··· Trecho selecionado
08 junho 2004

revisitando alfarrábios (I)

pensei em bostejar uns artigos antigos que escrevi para a falecida "Geração". era um projeto louco e ambicioso (sinônimos?) de duas meninas, a joana e a antônia, de publicar uma revista com a proposta inicial de ser uma espécie de time out carioca, mas que depois acabou se tornando uma salada de estilos, um bricabraque da geração gente-bem (a expressão denuncia a idade) carioca do ano 2000.

infelizmente, como é o destino de toda publicação independente, pouco depois de um ano - a primeira edição veio ao mundo em outubro de 2000 - ela foi para o buraco. não sem antes ter tido o seu derradeiro número encartado na edição para assinantes do jb, em um remoto sábado de 2002. foi bom enquanto durou.

nunca pude avaliar o barulho que fizemos (se é que fizemos algum), mas a história rendeu para as duas editoras uma seção na revista de domingo do mesmo jornal - depois assinada apenas pela antônia. foi bonito, amador e anárquico. eu escrevia uma coluna que se pretendia de política, mas não de partidarismo, e sim, voltada para apresentar uma "política do cotidiano". a idéia era mostrar como os assuntos da cidade diziam respeito a todos, e o que os jovens poderiam fazer para mudar as coisas ao seu redor. ou seja, uma puta pretensão. no decorrer do tempo, minhas boas intenções naufragaram no emaranhado que estava se tornando minha vida, e acabei tentando um pouco de tudo.

o primeiro texto que apresentei, ainda muito "durão" (mas que me habilitou a entrar para o "staff"), foi sobre o 27o aniversário da revolução dos cravos, em portugal. era uma tentativa de transmitir a emoção do primeiro contato com essa história, via capitães de abril, da maria de medeiros. porra!, uma revolução feita com flores, praticamente sem tiros, e embalada por uma canção- na minha humilde opinião - lindíssima, grândola, vila morena! era demais para meu coração insurreto.

infelizmente não trenho mais o texto. mas tenho todos os que saíram publicados. considero uns poucos bons, embora às vezes resvalem num certo pedantismo de quem acha que tem um dever a cumprir. enfim, ninguém é perfeito. vou aos poucos os colocando aqui, para não espantar de vez os poucos leitores. divirtam-se (?).
······
• [Exercício proposto A] Identifique e copie cada linha dos registros em que figure a palavra "truck".
O trecho selecionado e os registros não guardam relação entre si.
··· Registros
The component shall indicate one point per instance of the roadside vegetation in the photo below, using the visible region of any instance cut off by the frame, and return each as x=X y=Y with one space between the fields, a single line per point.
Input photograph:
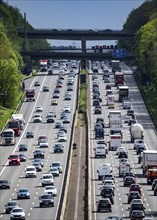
x=83 y=92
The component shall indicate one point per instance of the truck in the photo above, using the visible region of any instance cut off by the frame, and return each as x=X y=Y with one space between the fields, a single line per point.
x=123 y=92
x=30 y=94
x=43 y=65
x=136 y=132
x=15 y=126
x=119 y=78
x=8 y=137
x=115 y=65
x=149 y=160
x=20 y=118
x=115 y=121
x=103 y=169
x=151 y=175
x=115 y=141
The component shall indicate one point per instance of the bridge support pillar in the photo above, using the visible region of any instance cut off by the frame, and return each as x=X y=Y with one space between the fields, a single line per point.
x=28 y=64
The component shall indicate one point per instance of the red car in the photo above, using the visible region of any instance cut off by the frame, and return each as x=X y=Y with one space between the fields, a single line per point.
x=135 y=187
x=14 y=159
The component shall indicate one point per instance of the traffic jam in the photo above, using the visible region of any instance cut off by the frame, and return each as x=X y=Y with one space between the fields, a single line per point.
x=120 y=155
x=34 y=144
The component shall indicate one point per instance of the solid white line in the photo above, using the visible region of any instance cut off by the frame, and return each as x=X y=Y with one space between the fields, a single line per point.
x=78 y=179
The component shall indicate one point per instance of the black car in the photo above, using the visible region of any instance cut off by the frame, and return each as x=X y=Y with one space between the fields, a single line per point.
x=23 y=147
x=129 y=180
x=22 y=157
x=133 y=195
x=46 y=200
x=104 y=204
x=58 y=148
x=39 y=154
x=4 y=184
x=10 y=205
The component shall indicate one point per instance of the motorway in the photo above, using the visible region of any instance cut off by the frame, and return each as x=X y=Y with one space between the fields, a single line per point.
x=16 y=174
x=120 y=206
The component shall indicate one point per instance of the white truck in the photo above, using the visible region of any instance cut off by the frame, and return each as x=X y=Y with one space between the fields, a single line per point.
x=103 y=169
x=20 y=118
x=149 y=158
x=115 y=141
x=136 y=132
x=115 y=121
x=8 y=137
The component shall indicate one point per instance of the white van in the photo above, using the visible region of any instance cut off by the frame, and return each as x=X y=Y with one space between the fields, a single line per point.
x=103 y=169
x=100 y=151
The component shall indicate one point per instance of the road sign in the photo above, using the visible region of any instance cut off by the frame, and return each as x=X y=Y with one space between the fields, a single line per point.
x=119 y=53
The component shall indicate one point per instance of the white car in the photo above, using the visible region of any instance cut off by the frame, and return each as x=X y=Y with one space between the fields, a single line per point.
x=47 y=179
x=31 y=171
x=43 y=143
x=17 y=211
x=51 y=190
x=120 y=149
x=67 y=108
x=62 y=137
x=39 y=109
x=37 y=118
x=109 y=182
x=138 y=142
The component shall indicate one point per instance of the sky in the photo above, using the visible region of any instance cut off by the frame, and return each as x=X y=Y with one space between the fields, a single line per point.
x=76 y=14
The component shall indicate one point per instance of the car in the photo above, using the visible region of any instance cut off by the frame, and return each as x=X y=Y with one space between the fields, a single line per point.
x=135 y=187
x=23 y=193
x=155 y=190
x=39 y=154
x=133 y=195
x=58 y=148
x=58 y=165
x=46 y=200
x=37 y=118
x=4 y=184
x=17 y=213
x=129 y=180
x=62 y=137
x=138 y=142
x=14 y=159
x=41 y=138
x=137 y=215
x=23 y=147
x=113 y=217
x=50 y=118
x=37 y=166
x=22 y=157
x=136 y=206
x=31 y=171
x=50 y=190
x=46 y=88
x=67 y=108
x=39 y=109
x=47 y=179
x=54 y=171
x=54 y=102
x=10 y=205
x=109 y=182
x=104 y=204
x=29 y=134
x=38 y=160
x=43 y=143
x=37 y=83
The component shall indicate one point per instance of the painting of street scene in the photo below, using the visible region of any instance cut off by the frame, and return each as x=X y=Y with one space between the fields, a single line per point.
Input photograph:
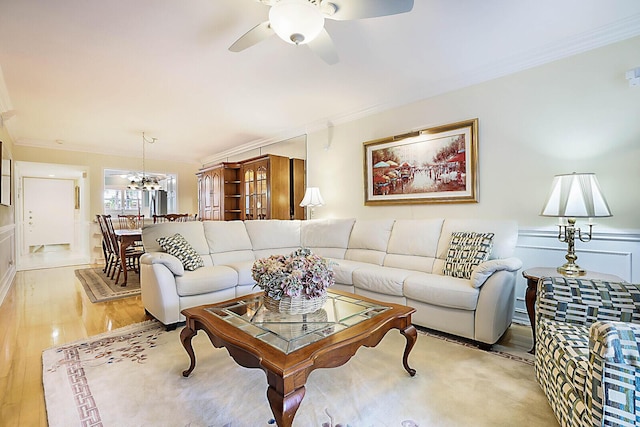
x=427 y=167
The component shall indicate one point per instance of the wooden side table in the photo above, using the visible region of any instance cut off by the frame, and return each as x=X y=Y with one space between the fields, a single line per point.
x=534 y=274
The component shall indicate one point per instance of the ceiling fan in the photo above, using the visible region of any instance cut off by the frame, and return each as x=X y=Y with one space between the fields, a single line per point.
x=302 y=22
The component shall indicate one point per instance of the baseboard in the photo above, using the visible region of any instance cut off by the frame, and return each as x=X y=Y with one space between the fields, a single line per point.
x=7 y=281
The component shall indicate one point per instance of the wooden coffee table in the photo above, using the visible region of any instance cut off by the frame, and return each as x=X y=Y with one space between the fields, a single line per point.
x=289 y=347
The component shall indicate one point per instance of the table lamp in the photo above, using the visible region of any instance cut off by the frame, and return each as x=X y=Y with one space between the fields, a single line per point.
x=572 y=196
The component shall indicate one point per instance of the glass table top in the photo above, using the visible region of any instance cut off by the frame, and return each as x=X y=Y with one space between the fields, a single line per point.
x=288 y=333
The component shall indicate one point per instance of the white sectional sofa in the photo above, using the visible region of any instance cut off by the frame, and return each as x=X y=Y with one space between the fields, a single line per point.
x=399 y=261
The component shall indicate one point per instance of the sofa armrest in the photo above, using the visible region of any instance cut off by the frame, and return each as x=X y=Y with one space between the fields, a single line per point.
x=494 y=310
x=585 y=301
x=615 y=342
x=482 y=271
x=171 y=262
x=613 y=375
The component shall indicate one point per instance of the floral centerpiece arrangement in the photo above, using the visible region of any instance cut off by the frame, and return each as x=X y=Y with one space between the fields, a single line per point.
x=298 y=281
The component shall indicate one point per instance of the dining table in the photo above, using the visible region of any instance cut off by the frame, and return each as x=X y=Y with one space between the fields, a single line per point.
x=127 y=237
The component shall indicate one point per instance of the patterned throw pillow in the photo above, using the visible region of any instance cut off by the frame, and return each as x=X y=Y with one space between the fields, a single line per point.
x=466 y=250
x=178 y=246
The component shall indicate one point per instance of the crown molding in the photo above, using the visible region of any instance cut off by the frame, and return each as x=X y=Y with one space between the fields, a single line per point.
x=66 y=146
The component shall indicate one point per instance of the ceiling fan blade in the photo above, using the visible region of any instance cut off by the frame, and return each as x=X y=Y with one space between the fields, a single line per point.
x=360 y=9
x=323 y=46
x=253 y=36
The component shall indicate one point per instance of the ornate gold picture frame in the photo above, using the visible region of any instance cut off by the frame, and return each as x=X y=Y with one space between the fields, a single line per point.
x=434 y=165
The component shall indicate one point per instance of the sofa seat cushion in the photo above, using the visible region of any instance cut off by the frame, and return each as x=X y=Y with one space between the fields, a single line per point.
x=444 y=291
x=206 y=279
x=564 y=348
x=243 y=268
x=383 y=280
x=344 y=268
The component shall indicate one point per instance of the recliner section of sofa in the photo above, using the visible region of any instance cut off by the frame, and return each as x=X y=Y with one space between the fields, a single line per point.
x=398 y=261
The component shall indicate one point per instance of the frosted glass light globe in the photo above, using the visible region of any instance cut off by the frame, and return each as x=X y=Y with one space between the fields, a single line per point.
x=296 y=21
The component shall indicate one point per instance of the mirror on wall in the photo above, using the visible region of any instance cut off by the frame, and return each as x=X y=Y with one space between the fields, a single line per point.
x=5 y=173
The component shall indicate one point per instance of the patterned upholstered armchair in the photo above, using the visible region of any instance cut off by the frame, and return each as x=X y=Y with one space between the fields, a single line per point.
x=587 y=350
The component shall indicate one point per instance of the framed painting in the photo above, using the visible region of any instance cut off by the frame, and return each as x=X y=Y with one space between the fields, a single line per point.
x=435 y=165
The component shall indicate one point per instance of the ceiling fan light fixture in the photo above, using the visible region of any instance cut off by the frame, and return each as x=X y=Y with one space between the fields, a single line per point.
x=296 y=21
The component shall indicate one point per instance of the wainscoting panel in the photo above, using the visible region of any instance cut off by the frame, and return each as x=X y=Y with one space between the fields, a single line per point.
x=615 y=253
x=7 y=260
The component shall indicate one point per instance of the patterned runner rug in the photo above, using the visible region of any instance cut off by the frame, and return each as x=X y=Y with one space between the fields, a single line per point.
x=132 y=377
x=100 y=288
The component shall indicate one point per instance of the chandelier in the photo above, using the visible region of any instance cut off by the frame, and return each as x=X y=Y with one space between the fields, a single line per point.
x=144 y=182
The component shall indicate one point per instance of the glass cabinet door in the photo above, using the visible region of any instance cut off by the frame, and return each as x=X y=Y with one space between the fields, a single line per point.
x=249 y=194
x=261 y=192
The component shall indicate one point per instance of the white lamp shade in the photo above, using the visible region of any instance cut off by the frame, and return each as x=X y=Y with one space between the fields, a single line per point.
x=576 y=195
x=296 y=21
x=312 y=197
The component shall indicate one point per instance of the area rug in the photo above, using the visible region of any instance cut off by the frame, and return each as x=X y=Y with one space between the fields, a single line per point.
x=99 y=287
x=132 y=377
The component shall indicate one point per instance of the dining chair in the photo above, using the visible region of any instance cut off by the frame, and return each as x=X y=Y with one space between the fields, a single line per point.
x=130 y=222
x=132 y=253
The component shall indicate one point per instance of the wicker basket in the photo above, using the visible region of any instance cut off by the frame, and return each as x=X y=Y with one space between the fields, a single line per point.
x=299 y=305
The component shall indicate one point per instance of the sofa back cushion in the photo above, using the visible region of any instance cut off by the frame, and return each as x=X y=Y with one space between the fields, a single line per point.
x=413 y=244
x=269 y=237
x=327 y=237
x=504 y=240
x=369 y=239
x=228 y=241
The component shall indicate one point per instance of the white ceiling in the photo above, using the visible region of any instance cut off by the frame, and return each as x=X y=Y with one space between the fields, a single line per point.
x=92 y=75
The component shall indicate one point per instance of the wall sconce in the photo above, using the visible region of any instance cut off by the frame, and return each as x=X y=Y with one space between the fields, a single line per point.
x=572 y=196
x=311 y=199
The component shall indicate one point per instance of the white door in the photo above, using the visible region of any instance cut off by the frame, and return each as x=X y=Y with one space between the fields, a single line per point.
x=48 y=211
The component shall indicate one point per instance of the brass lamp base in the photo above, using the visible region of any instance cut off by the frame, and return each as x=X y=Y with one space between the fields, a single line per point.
x=570 y=269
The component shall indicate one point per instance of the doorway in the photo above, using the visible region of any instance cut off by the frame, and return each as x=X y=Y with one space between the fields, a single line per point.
x=51 y=215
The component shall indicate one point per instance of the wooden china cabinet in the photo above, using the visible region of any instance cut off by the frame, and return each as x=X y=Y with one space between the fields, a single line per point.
x=265 y=187
x=220 y=192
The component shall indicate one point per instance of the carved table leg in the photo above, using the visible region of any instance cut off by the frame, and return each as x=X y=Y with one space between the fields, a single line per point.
x=530 y=301
x=185 y=337
x=284 y=407
x=411 y=335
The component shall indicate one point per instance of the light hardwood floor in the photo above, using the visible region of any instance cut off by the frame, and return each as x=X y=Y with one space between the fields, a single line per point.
x=48 y=307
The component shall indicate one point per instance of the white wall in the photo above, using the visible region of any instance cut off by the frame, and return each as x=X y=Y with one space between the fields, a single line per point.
x=577 y=114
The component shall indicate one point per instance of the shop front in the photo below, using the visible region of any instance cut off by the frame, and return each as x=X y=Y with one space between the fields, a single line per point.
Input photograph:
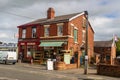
x=27 y=49
x=63 y=54
x=50 y=48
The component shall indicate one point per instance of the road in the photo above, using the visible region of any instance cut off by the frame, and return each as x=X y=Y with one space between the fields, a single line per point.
x=39 y=72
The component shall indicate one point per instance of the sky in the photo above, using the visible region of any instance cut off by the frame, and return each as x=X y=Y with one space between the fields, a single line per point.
x=104 y=15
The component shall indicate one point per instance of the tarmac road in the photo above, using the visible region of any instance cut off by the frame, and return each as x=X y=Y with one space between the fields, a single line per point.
x=25 y=71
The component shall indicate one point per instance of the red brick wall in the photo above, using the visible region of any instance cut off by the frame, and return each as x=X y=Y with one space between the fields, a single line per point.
x=53 y=30
x=109 y=70
x=90 y=43
x=28 y=32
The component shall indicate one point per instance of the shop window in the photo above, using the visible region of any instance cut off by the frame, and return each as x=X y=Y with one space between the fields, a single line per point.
x=84 y=22
x=46 y=34
x=23 y=33
x=33 y=32
x=71 y=30
x=107 y=57
x=75 y=35
x=60 y=30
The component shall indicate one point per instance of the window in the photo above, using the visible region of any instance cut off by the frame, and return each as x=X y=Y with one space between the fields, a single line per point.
x=71 y=30
x=23 y=33
x=83 y=35
x=75 y=35
x=84 y=22
x=46 y=32
x=60 y=30
x=33 y=32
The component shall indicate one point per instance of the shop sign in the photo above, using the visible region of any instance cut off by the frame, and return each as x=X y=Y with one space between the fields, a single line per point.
x=48 y=47
x=22 y=43
x=30 y=43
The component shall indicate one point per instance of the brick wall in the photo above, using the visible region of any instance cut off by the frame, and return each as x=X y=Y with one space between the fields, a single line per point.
x=109 y=70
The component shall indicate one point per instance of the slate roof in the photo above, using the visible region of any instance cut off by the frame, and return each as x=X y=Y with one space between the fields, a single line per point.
x=57 y=19
x=103 y=43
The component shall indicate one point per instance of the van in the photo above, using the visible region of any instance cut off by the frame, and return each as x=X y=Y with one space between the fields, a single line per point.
x=8 y=57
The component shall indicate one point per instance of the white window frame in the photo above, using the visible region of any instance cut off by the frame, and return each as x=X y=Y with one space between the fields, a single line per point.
x=33 y=32
x=60 y=29
x=23 y=33
x=46 y=30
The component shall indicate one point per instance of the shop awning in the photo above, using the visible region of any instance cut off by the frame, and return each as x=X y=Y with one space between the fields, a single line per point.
x=50 y=44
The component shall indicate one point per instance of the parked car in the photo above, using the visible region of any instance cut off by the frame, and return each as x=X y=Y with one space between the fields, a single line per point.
x=8 y=57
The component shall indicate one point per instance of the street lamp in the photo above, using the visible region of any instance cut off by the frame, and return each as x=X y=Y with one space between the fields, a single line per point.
x=86 y=45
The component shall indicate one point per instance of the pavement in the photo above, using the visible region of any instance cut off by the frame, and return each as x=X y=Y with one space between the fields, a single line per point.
x=71 y=74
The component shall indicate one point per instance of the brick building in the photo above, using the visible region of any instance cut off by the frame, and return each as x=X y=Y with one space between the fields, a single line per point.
x=61 y=34
x=105 y=51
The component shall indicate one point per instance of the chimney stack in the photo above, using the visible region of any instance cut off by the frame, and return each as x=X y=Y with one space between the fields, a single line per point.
x=50 y=13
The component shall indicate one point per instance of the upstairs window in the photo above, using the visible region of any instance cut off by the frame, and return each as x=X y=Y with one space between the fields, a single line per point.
x=83 y=35
x=23 y=33
x=60 y=30
x=46 y=31
x=33 y=32
x=75 y=35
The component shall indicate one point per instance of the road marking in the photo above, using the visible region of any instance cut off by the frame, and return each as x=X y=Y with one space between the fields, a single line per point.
x=6 y=78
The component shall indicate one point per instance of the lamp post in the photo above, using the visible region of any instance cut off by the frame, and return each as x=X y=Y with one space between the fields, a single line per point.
x=86 y=45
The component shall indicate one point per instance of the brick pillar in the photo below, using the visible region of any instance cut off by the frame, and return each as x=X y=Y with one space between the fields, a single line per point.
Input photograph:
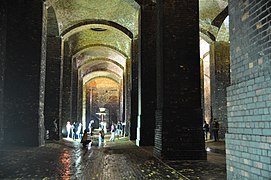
x=74 y=92
x=146 y=77
x=220 y=80
x=88 y=105
x=134 y=96
x=24 y=73
x=249 y=96
x=3 y=33
x=52 y=84
x=178 y=133
x=84 y=102
x=66 y=86
x=79 y=97
x=127 y=86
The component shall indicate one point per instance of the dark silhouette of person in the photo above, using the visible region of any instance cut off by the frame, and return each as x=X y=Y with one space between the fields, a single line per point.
x=85 y=141
x=215 y=130
x=205 y=129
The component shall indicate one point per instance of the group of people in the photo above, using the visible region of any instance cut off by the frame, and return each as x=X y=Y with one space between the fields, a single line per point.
x=116 y=130
x=214 y=129
x=74 y=130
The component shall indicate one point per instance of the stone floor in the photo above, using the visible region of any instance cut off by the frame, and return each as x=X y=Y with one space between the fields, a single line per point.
x=67 y=159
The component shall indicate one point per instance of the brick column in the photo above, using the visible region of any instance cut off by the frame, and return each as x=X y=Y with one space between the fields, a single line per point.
x=178 y=133
x=66 y=86
x=79 y=96
x=146 y=76
x=3 y=33
x=220 y=80
x=52 y=84
x=249 y=96
x=134 y=93
x=74 y=92
x=24 y=73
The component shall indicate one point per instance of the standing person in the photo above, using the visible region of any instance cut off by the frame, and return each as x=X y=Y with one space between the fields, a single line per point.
x=100 y=137
x=55 y=129
x=85 y=141
x=215 y=129
x=112 y=138
x=68 y=128
x=73 y=128
x=119 y=128
x=78 y=132
x=205 y=129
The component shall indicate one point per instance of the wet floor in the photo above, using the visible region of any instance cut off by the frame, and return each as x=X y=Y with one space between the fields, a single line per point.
x=67 y=159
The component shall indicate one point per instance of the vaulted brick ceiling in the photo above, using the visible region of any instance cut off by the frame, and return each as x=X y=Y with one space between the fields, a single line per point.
x=93 y=26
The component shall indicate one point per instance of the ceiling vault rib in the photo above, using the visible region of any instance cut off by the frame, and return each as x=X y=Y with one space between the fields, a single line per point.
x=97 y=21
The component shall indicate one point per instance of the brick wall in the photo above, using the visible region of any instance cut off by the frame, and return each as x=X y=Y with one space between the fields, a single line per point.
x=220 y=80
x=178 y=133
x=248 y=141
x=3 y=21
x=24 y=72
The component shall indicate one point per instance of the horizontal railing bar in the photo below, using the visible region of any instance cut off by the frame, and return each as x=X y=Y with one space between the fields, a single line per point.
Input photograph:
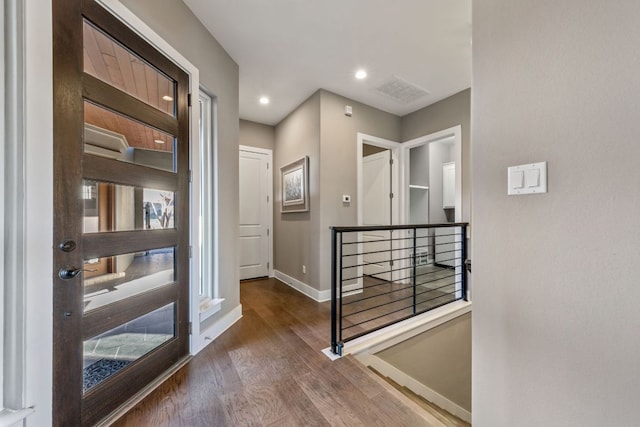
······
• [Exercício proposto B] Informe se cada afirmação a seguir está de acordo com o trecho selecionado, respondendo sim ou não e citando literalmente as palavras decisivas do trecho: (i) A primeira edição da revista Geração saiu em outubro de 2000. (ii) A coluna escrita para a revista pretendia tratar de partidarismo. (iii) O último número da revista foi encartado na edição para assinantes do jb.

• [Resolução do exercício A]
The component shall indicate one point per instance of the truck in the photo above, using the visible region of any instance cut off by the frame, and return each as x=X y=Y with one space between the fields, a single line per point.
The component shall indicate one point per instance of the white truck in the photo above, using the visible region of any instance cut off by the frame, and return each as x=X y=Y with one space between the fields, a single line per point.

• [Resolução do exercício B]
(i) Sim: "a primeira edição veio ao mundo em outubro de 2000".
(ii) Não: "se pretendia de política, mas não de partidarismo".
(iii) Sim: "ter tido o seu derradeiro número encartado na edição para assinantes do jb".